Shifty Serb
- Marina Lazetic
- Jan 28, 2019
- 3 min read

Testicles are a national symbol, a trademark of the race; other peoples have luck, tradition, erudition, history, reason— but we alone have balls.
—Danilo Kis
This quote stuck with me for years after I read it. When reading Stanger’s Supper last week and writing about the effects of patriarchy on women’s lives in Montenegro, I remembered it again, and to my delight - it was the opening quote of a piece from Balkan as a Metaphor!
The essay titled Sexualizing the Serb by Dusan Bjelic and Lucinda Cole analyzes the meaning of sexual identity in social and political discourse and points to the dangerous influence of external stereotyping on the Serbian male on the internal national identity formation. Analyzing first the arguments from philosophy, psychology, and popular culture, and drawing heavily on Maria Todorova, they try to answer one interesting question - if balls have truly become the “trademark of the race” what were the conditions that made this possible?
The image of the Balkan male in most literature and public discourse is that of “uncivilized, cruel, crude, primitive, and disheveled.” As she describes three men on Korcula, Rebecca West writes in Black Lamb and Gray Falcon:
“These were men. They could beget children on women, they could shape certain kinds of materials for their purposes that made them masters of their worlds.”

Problem 1:
In the Shifty Serb post, take the stretch from "Shifty Serb" through "as a Metaphor!" and rewrite it with "Montenegro" swapped for "Serbia".
Problem 2:
According to the Shifty Serb post, who wrote the essay titled Sexualizing the Serb?

Data excerpts:
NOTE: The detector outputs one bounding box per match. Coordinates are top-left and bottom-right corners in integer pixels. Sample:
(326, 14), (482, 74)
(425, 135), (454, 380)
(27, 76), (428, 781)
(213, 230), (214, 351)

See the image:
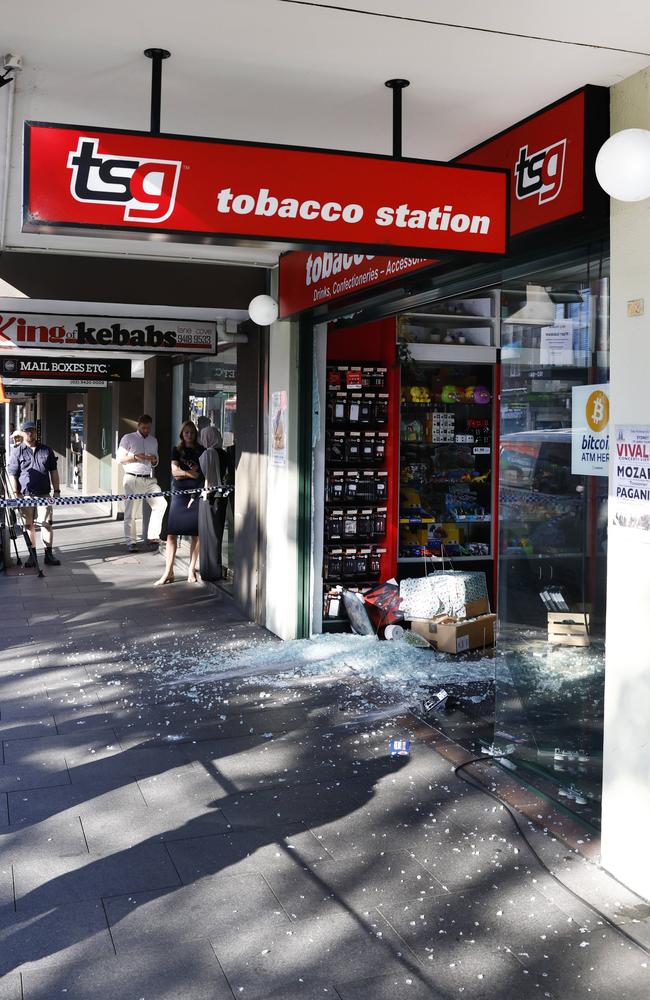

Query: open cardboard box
(411, 597), (497, 653)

Answer box 1:
Shifty Serb
- Marina Lazetic
- Jan 28, 2019
- 3 min read

Testicles are a national symbol, a trademark of the race; other peoples have luck, tradition, erudition, history, reason— but we alone have balls.
—Danilo Kis
This quote stuck with me for years after I read it. When reading Stanger’s Supper last week and writing about the effects of patriarchy on women’s lives in Serbia, I remembered it again, and to my delight - it was the opening quote of a piece from Balkan as a Metaphor!

Answer box 2:
Dusan Bjelic and Lucinda Cole.